SELECTED EXTRACT
------
The heart of this approach is to first capture a token in an interactive session:

gm_auth("user@example.com", cache = FALSE)
# interactive OAuth dance in the browser happens HERE
gm_token_write(
  path = ".secrets/gmailr-token.rds",
  key = "SUPER_SECRET_ENCRYPTION_KEY"
)

then reload it in a subsequent non-interactive session:

gm_auth(token = gm_token_read(
  ".secrets/gmailr-token.rds",
  key = "SUPER_SECRET_ENCRYPTION_KEY"
))

Progress on The Great Renaming

Unfortunately, there is considerable overlap between some obvious function names in an email-related package (e.g. “body”, “date”, “message”) and pre-existing functions in base R (e.g.  body(), date(), message()). From very early on, gmailr exported several functions with regrettable name collisions, as evidenced at the beginning of this post when we called library(gmailr).

In version 1.0.0 (released 2019-08-30), the process of addressing this problem kicked off. At that time, gmailr adopted a universal gm_ prefix for its functions and soft deprecated the legacy functions. Here’s an indicative sample of the function replacements:

In version 2.0.0, the legacy functions are hard deprecated and you should expect them to be removed in the next release of gmailr. I don’t expect there to be much (any?) surviving usage of these functions, but it’s definitely time to eliminate any remaining usage.

Use the native pipe

gmailr is designed to be very pipe friendly and it leads to very natural code that builds up a message from its parts:

msg <-
  gm_mime() |>
  gm_to("recipient@example.com") |>
  gm_from("sender@example.com") |>
  gm_subject("Hello, world!") |>
  gm_text_body("I come in peace.")
------
DATASET CONTENT
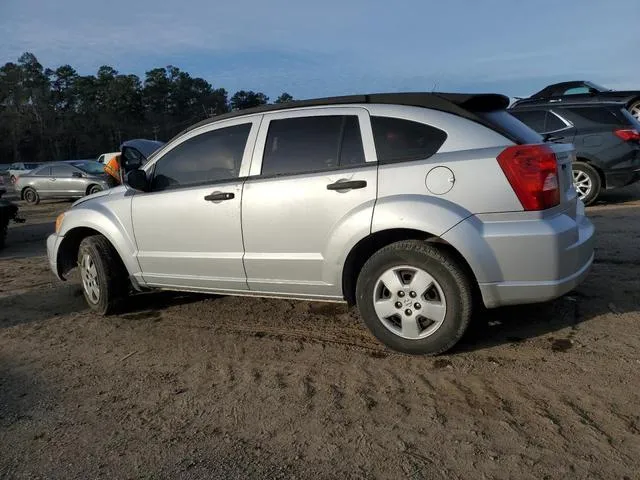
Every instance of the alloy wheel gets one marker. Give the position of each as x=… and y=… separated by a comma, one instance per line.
------
TASKS
1. Set down the passage from the gmailr excerpt above, starting with "In version 2.0.0, the" and going on through "any remaining usage.".
2. According to the gmailr excerpt, what prefix did gmailr adopt for its functions in version 1.0.0?

RESPONSES PER TASK
1.
In version 2.0.0, the legacy functions are hard deprecated and you should expect them to be removed in the next release of gmailr. I don’t expect there to be much (any?) surviving usage of these functions, but it’s definitely time to eliminate any remaining usage.

2. A universal gm_ prefix.